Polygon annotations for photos
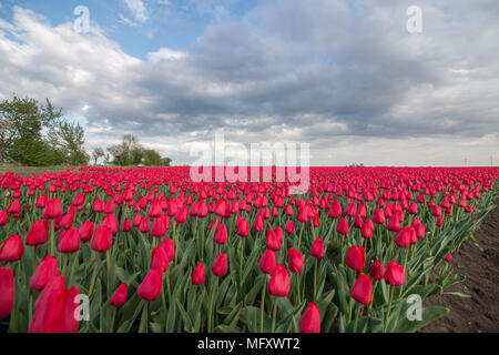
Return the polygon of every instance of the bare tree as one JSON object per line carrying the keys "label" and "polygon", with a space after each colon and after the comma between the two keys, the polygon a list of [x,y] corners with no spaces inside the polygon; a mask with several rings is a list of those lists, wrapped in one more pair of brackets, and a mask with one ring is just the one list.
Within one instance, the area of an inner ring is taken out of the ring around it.
{"label": "bare tree", "polygon": [[92,152],[93,164],[96,165],[99,158],[105,156],[104,150],[100,146],[95,148]]}

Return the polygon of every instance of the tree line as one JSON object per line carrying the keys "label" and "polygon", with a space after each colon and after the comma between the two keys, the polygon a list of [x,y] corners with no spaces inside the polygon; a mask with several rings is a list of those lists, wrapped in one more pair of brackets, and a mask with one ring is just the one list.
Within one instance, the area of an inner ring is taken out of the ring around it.
{"label": "tree line", "polygon": [[172,160],[167,156],[163,158],[153,149],[145,149],[133,134],[123,135],[119,144],[108,148],[108,153],[102,148],[95,148],[92,152],[94,164],[99,159],[103,158],[105,164],[114,164],[120,166],[139,165],[146,166],[170,166]]}
{"label": "tree line", "polygon": [[98,164],[169,166],[170,158],[162,158],[152,149],[144,149],[133,134],[123,136],[119,144],[96,148],[90,156],[83,144],[84,130],[68,120],[62,109],[49,99],[39,102],[13,95],[0,102],[0,164],[14,163],[30,166],[86,165],[91,158]]}

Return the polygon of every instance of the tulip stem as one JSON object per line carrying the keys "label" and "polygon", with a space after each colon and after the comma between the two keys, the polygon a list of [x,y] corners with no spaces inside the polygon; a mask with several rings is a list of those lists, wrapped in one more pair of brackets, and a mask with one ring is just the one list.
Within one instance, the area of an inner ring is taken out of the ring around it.
{"label": "tulip stem", "polygon": [[244,254],[244,237],[240,240],[240,295],[243,297],[243,254]]}
{"label": "tulip stem", "polygon": [[166,272],[165,272],[165,274],[166,274],[166,290],[167,290],[167,293],[169,293],[169,304],[170,304],[170,302],[171,302],[171,300],[172,300],[172,291],[170,290],[170,273],[169,273],[169,268],[166,268]]}
{"label": "tulip stem", "polygon": [[141,317],[141,323],[139,325],[139,333],[144,333],[145,327],[147,326],[146,325],[147,305],[149,305],[149,302],[144,301],[144,308],[142,310],[142,317]]}
{"label": "tulip stem", "polygon": [[175,220],[173,220],[173,239],[174,239],[174,243],[175,243],[175,266],[176,266],[176,261],[179,258],[179,233],[176,231],[176,225],[175,225]]}
{"label": "tulip stem", "polygon": [[272,314],[272,331],[271,333],[275,332],[275,318],[277,317],[277,298],[274,298],[274,312]]}
{"label": "tulip stem", "polygon": [[383,333],[386,333],[388,329],[388,322],[390,321],[390,311],[391,311],[391,301],[394,300],[394,287],[390,287],[390,285],[387,285],[388,287],[388,310],[386,311],[386,317],[385,317],[385,328],[383,329]]}
{"label": "tulip stem", "polygon": [[314,302],[317,302],[317,258],[314,265]]}
{"label": "tulip stem", "polygon": [[71,285],[72,284],[72,282],[73,282],[73,275],[74,275],[74,272],[75,272],[75,270],[77,270],[77,265],[78,265],[78,254],[80,253],[80,251],[77,251],[75,253],[74,253],[74,256],[73,256],[73,264],[71,265],[71,272],[70,272],[70,278],[69,278],[69,284]]}
{"label": "tulip stem", "polygon": [[302,234],[303,234],[303,230],[305,229],[304,224],[305,224],[305,223],[302,222],[302,225],[299,226],[298,252],[299,252],[299,246],[302,245]]}
{"label": "tulip stem", "polygon": [[53,236],[53,224],[55,222],[53,220],[50,220],[50,255],[55,256],[55,240]]}
{"label": "tulip stem", "polygon": [[93,273],[92,273],[92,278],[90,280],[90,287],[89,287],[89,297],[92,296],[93,293],[93,286],[95,284],[95,278],[98,275],[98,271],[99,271],[99,257],[95,256],[95,265],[93,266]]}
{"label": "tulip stem", "polygon": [[357,306],[357,314],[355,315],[355,322],[354,322],[354,329],[353,329],[353,333],[357,333],[357,323],[358,323],[358,318],[360,317],[360,315],[361,315],[361,310],[363,310],[363,305],[358,305]]}
{"label": "tulip stem", "polygon": [[[166,277],[165,277],[166,278]],[[161,305],[163,307],[163,313],[164,313],[164,322],[165,322],[165,329],[167,328],[167,311],[166,311],[166,301],[164,300],[164,288],[162,287],[161,290]]]}
{"label": "tulip stem", "polygon": [[262,291],[262,303],[259,305],[259,333],[263,333],[263,331],[264,331],[263,314],[264,314],[264,308],[265,308],[266,286],[267,286],[267,275],[265,274],[264,287]]}
{"label": "tulip stem", "polygon": [[214,315],[213,315],[213,296],[214,296],[214,294],[215,294],[215,291],[216,291],[217,286],[218,286],[218,277],[215,277],[213,290],[212,290],[212,292],[210,293],[210,304],[208,304],[208,328],[207,328],[207,332],[208,332],[208,333],[212,333],[212,320],[213,320],[213,317],[214,317]]}

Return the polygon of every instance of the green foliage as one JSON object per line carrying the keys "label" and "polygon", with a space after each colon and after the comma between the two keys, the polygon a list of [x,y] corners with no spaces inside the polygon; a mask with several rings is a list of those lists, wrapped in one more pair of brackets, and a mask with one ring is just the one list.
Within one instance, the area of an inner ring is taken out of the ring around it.
{"label": "green foliage", "polygon": [[0,163],[31,166],[86,164],[84,132],[78,123],[62,119],[49,99],[13,97],[0,103]]}
{"label": "green foliage", "polygon": [[170,166],[172,160],[162,158],[152,149],[144,149],[133,134],[125,134],[119,144],[111,145],[108,151],[113,155],[115,165]]}
{"label": "green foliage", "polygon": [[144,150],[144,165],[146,166],[157,166],[161,165],[162,159],[160,153],[152,149]]}

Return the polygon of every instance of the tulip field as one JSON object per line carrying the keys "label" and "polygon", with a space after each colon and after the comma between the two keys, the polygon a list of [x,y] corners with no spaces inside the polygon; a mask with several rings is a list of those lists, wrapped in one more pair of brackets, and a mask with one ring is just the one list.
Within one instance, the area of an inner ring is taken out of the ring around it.
{"label": "tulip field", "polygon": [[465,278],[452,253],[477,244],[498,178],[310,168],[293,194],[275,169],[233,183],[189,166],[6,172],[0,332],[415,332],[452,312],[424,301]]}

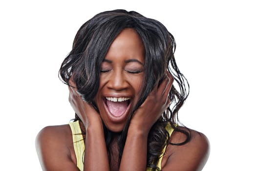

WHAT IS EXPECTED
Lay out as a numbered list the lines from the one containing "Return the polygon of every instance of the tulip field" through the end of the records, both ends included, with blank lines and pictures omitted.

RESPONSE TO THIS TASK
1. Return the polygon of every instance of the tulip field as one JSON object per line carrying the keys "label" and "polygon", with a space after each colon and after the comma between the two keys, the polygon a list of [x,y] corners with no spaces inside the polygon; a mask with several rings is a list of those lists, wrapped in one more pair of brackets, and a mask with one ring is just the one list.
2. Within one instance, the area of an inner ring is taken out of the ring around it.
3. {"label": "tulip field", "polygon": [[465,278],[452,253],[477,244],[498,178],[310,168],[293,194],[275,169],[233,183],[189,166],[6,172],[0,332],[415,332],[452,312],[424,301]]}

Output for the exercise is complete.